**Required task:** Copy out the whole listing below, line for line, with no changes.

========

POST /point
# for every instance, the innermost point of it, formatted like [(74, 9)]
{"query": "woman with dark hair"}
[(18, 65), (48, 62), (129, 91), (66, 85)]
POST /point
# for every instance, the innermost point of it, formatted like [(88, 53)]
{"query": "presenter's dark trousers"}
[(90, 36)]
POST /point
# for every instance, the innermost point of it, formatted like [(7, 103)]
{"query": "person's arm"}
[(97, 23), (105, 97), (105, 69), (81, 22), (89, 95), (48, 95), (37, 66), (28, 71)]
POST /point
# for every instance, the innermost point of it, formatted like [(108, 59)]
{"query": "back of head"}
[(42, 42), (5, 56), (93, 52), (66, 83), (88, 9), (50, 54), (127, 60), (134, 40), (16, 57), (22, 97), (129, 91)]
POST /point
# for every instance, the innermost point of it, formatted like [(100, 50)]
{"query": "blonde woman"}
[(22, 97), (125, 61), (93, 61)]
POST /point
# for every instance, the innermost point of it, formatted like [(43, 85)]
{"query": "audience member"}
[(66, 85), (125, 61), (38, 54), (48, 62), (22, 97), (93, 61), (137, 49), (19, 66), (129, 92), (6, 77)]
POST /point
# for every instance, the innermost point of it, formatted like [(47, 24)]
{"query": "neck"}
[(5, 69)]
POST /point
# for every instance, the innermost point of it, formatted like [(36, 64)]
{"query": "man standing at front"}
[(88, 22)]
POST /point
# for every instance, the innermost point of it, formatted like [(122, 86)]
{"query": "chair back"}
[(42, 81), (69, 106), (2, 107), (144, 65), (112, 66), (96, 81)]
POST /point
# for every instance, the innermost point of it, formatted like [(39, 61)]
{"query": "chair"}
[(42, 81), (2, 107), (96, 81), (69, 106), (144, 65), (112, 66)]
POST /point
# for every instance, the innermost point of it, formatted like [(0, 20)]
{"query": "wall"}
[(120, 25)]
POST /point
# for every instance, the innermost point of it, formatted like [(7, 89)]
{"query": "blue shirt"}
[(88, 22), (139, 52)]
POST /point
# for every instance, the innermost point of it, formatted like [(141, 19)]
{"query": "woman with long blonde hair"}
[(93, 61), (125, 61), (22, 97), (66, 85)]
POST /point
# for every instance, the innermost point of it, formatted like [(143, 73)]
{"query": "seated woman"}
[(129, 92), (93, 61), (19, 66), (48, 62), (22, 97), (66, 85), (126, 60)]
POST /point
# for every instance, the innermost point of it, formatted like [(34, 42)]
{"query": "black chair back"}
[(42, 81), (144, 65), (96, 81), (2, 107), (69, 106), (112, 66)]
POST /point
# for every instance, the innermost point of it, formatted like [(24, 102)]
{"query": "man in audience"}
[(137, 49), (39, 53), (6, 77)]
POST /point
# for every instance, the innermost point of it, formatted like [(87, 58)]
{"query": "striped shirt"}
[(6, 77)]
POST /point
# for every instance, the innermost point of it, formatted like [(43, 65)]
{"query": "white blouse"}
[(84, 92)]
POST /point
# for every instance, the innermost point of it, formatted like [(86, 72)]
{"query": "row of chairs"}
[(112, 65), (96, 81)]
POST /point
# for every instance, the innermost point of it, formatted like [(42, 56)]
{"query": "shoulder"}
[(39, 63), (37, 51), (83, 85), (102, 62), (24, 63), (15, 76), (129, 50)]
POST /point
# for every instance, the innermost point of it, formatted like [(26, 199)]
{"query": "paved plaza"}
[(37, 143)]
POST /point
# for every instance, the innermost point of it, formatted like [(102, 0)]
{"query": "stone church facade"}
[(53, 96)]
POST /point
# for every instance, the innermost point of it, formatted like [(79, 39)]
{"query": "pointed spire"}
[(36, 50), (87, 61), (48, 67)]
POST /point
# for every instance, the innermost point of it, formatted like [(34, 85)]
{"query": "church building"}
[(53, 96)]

========

**Final result:**
POST /point
# for every instance, the innermost point of it, formatted like [(74, 9)]
{"query": "woman with dark hair"}
[(18, 65), (48, 62), (129, 91), (66, 85)]
POST /point
# for every instance, the innermost point of it, formatted like [(88, 53)]
{"query": "presenter's dark trousers"}
[(90, 36)]
POST /point
# for every instance, the innermost point of it, formatted like [(7, 103)]
{"query": "person's arm"}
[(97, 23), (105, 97), (105, 69), (81, 22), (89, 95), (48, 95), (37, 66), (28, 71)]
POST /point
# for every instance, the innermost point of it, formatted like [(108, 59)]
{"query": "back of head"}
[(42, 42), (5, 56), (93, 52), (66, 83), (88, 9), (50, 54), (127, 60), (134, 40), (16, 57), (22, 97), (129, 91)]
POST /point
# for every instance, the innermost point of it, formatted like [(100, 50)]
{"query": "blonde woman"}
[(22, 97), (125, 61), (93, 61)]
POST /point
# for every instance, the innermost point of it, formatted like [(43, 85)]
{"query": "audience member"}
[(66, 85), (125, 61), (38, 54), (48, 62), (22, 97), (93, 61), (137, 49), (19, 66), (129, 92), (6, 77)]
POST /point
# for every instance, the innermost point of it, formatted like [(47, 24)]
{"query": "neck"}
[(5, 69)]
POST /point
# for every instance, the innermost point of it, formatted like [(36, 64)]
{"query": "man standing at front"}
[(88, 22)]
POST /point
# for every instance, the innermost point of it, formatted like [(122, 86)]
{"query": "chair back"}
[(42, 81), (69, 106), (2, 107), (144, 65), (112, 66), (96, 81)]
POST /point
# for every instance, the innermost point of it, formatted like [(39, 61)]
{"query": "chair"}
[(42, 81), (2, 107), (96, 81), (69, 106), (144, 65), (112, 66)]
POST /point
# for every instance, the innermost point of it, formatted like [(0, 20)]
{"query": "wall"}
[(120, 25)]
POST /point
# for every instance, the innermost point of it, formatted like [(7, 89)]
{"query": "blue shirt"}
[(88, 22), (139, 52)]
POST /point
# for every instance, the innermost point of it, formatted like [(141, 19)]
{"query": "woman with long blonde hair"}
[(93, 61), (125, 61), (22, 97), (66, 85)]
POST /point
# for every instance, the innermost point of it, formatted like [(143, 73)]
{"query": "seated woman"}
[(129, 92), (93, 61), (19, 66), (48, 62), (22, 97), (66, 85), (126, 60)]
POST /point
# for every instance, the innermost point of it, formatted like [(34, 42)]
{"query": "black chair back"}
[(42, 81), (144, 65), (96, 81), (2, 107), (69, 106), (112, 66)]
POST /point
# for every instance, the innermost point of it, formatted like [(24, 102)]
{"query": "man in audience"}
[(137, 49), (39, 53), (6, 77)]
POST /point
# for every instance, the innermost point of it, formatted like [(87, 58)]
{"query": "striped shirt"}
[(6, 77)]
POST /point
# for every instance, the innermost point of it, formatted like [(43, 65)]
{"query": "white blouse"}
[(84, 92)]
POST /point
# for every instance, the innermost point of it, formatted like [(86, 72)]
{"query": "row of chairs"}
[(112, 65), (96, 81)]
POST /point
# for every instance, the innermost point of it, formatted like [(42, 56)]
{"query": "shoulder"}
[(39, 63), (37, 51), (83, 85), (102, 62), (24, 63), (15, 76), (129, 50)]
POST /point
# for every instance, the innermost point of it, formatted like [(26, 199)]
{"query": "paved plaza"}
[(37, 143)]
POST /point
# for every instance, the innermost point of it, formatted like [(102, 0)]
{"query": "stone church facade"}
[(53, 96)]
POST /point
# for every instance, the innermost point of it, formatted like [(79, 39)]
{"query": "pointed spire"}
[(36, 50), (87, 61), (48, 67)]
POST /point
# for every instance, the innermost point of it, formatted like [(34, 85)]
{"query": "church building"}
[(53, 96)]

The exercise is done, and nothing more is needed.